**Set problem 1**
In the passage on Ferragu's semiconductor stock views, why does he expect limited upside for ASML next year? Answer in one to three sentences.
**Set problem 2**
Output the passage on Ferragu's semiconductor stock views verbatim, everything from "On AMAT, Ferragu" down to "is $140.00 per share.".
**Set problem 3**
Pick up the passage on Ferragu's semiconductor stock views and continue it after its last sentence.

On AMAT, Ferragu wrote, “valuation vs. the SOXX is still very reasonable, but we don’t see a near-term catalyst for a rerating.” The price target is $140.00 per share.
On ASML, he said in a client note: “Record valuation, absolute & relative, limited upside next year as ASML remains supply constraint in EUV and we don’t expect a guide-up in margins. We maintain our positive 5-year outlook.”
Finally, Ferragu remains positive on Taiwan Semiconductor Manufacturing Company (NYSE: TSM).
“We expect the company to beat on margins and free-cash-flow, and we see material valuation upside,” Ferragu said.

**Supplied information**
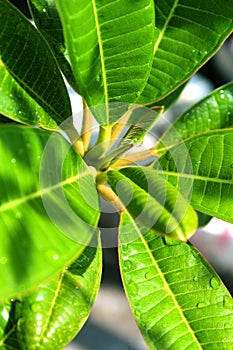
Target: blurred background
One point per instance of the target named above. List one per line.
(111, 325)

**Expected answer 1**
He expects limited upside because ASML remains supply-constrained in EUV. He also does not expect a guide-up in margins.

**Expected answer 2**
On AMAT, Ferragu wrote, “valuation vs. the SOXX is still very reasonable, but we don’t see a near-term catalyst for a rerating.” The price target is $140.00 per share.

**Expected answer 3**
The analyst also sees a risk of a correction in Memory as demand growth is likely to slow down in 2022 vs 2021. On NAND, Ferragu sees room for tactical downside in 2022, while on Foundry and Logic he commented:
“We see risks in terms of demand for the iPhone and in PCs for next year, but we doubt these partial and (for the iPhone) short-lived adjustments will have a major impact on investment plans, or on foundry pricing power. Current capex plans & expectations suggest mid-single digits growth. Beyond 2022, capex should at best plateau and potentially pullback, as capex intensity, even if still on an upward trend, will need to normalize.”
Shares of TSM are down 1.5%, while ASML and AMAT stocks are down 5.4% and 3.7%, respectively.